Job: Convert the lines of all the items below into a numbered list, skipping any blank lines. Leave out the pictures.

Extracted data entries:
-=-=-=-=-
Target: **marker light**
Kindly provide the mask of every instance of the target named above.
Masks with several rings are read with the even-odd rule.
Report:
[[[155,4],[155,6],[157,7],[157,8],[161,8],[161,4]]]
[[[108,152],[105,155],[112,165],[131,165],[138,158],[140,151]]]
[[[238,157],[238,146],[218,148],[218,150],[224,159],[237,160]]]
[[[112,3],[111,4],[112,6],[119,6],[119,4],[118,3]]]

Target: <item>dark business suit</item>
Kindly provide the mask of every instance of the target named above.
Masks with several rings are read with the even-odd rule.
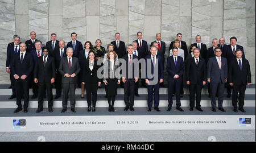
-=-=-=-=-
Exercise result:
1. Target: **marker light**
2. Kindly provide the mask of every instance of the target named above.
3. Masks with several rings are read with the even-odd rule.
4. Report:
5. [[[155,4],[155,6],[157,7],[157,8],[161,8],[161,4]]]
6. [[[108,152],[105,155],[112,165],[131,165],[138,158],[140,151]]]
7. [[[238,157],[238,146],[218,148],[218,150],[224,159],[237,160]]]
8. [[[112,3],[111,4],[112,6],[119,6],[119,4],[118,3]]]
9. Target: <item>dark business suit</item>
10. Kindly provide the mask of every instance of the target named above.
11. Masks with several rings are read with the even-odd rule.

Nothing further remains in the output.